* _Required task_
Extract every line from the rows below that contains the string "each", matching case exactly.

* _Location labeling records_
______

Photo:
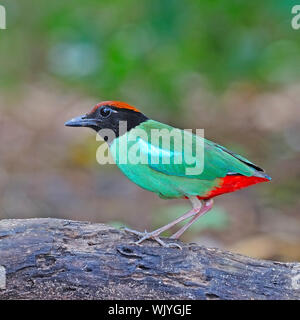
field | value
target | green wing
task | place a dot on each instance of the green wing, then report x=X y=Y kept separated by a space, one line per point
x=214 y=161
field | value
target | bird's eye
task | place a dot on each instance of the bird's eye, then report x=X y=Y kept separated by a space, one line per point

______

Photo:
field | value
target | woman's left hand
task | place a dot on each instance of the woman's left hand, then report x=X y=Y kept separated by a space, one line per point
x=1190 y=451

______

* _Response to the exercise_
task | place a dot on each instance of the green wing, then report x=X y=Y kept separated by a space, one line per point
task | place a dot on each instance of the bird's eye, then report x=X y=Y kept separated by a space, one line per point
task | place a dot on each instance of the woman's left hand, then report x=X y=Y kept separated by a space, one line per point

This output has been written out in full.